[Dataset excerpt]
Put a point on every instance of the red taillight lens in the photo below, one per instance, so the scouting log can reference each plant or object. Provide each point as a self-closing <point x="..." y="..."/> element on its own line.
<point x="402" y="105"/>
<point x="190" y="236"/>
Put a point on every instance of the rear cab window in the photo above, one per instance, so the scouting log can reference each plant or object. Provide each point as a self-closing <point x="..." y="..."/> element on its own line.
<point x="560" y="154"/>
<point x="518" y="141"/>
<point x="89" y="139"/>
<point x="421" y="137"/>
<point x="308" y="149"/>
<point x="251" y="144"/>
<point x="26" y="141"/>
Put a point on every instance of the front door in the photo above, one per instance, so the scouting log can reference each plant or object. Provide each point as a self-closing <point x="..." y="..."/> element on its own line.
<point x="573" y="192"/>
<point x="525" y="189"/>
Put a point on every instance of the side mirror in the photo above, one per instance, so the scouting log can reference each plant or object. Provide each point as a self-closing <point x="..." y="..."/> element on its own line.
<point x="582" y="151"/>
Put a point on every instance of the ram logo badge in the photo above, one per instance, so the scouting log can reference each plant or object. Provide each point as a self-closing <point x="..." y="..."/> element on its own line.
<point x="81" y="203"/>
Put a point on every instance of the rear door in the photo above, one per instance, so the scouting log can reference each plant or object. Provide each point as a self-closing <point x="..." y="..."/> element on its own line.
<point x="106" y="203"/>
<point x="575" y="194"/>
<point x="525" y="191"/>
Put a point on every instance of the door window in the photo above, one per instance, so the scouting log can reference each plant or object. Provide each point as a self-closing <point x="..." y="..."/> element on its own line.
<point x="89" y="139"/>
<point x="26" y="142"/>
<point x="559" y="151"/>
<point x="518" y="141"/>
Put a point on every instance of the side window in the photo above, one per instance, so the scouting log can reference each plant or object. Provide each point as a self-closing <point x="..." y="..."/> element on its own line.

**What is required**: Output exactly the lines from the one containing "Put a point on every instance of the rear cab" through the last line of the entries, both ends included.

**Result**:
Put a point on every instance of the rear cab window in the photo above, one per instance, so the scouting log can reference each plant or object. Provide each point as a self-closing <point x="..." y="..."/> element on its own line.
<point x="560" y="154"/>
<point x="518" y="141"/>
<point x="89" y="139"/>
<point x="421" y="137"/>
<point x="308" y="149"/>
<point x="251" y="144"/>
<point x="26" y="141"/>
Put a point on every instance of the front door in the photo above, one per instance, so the scouting log can reference each plant or object. Provide each point as a self-closing <point x="..." y="..."/> element on its own line.
<point x="573" y="192"/>
<point x="525" y="189"/>
Put a point on every instance of the side mirror in the photo above, one per instance, so the scouting log can reference each plant or object. Provide each point as a self-closing <point x="..." y="..."/> element on its own line.
<point x="582" y="151"/>
Put a point on every instance of the ram logo badge in the photo above, one per instance, so the scouting log can reference each plant or object. Provide each point as a self-closing <point x="..." y="..."/> element on its own line.
<point x="81" y="203"/>
Put a point on every instance of the rear door in the photo above, one per instance, so the scouting log can reference each plant or object. Provide each point as a self-closing <point x="..." y="..."/> element on its own line.
<point x="106" y="203"/>
<point x="575" y="194"/>
<point x="525" y="191"/>
Put a point on every instance of the door window in the photo above, one per instance, so the scouting log can reference each plant or object. Provide each point as a self-closing <point x="..." y="..."/> element on its own line.
<point x="89" y="139"/>
<point x="26" y="142"/>
<point x="559" y="151"/>
<point x="518" y="141"/>
Put a point on every instance of the side window in the photo above, one per instance, so the scouting log can reference each plant or object. Provide each point as a self-closing <point x="..." y="..."/> element on its own line.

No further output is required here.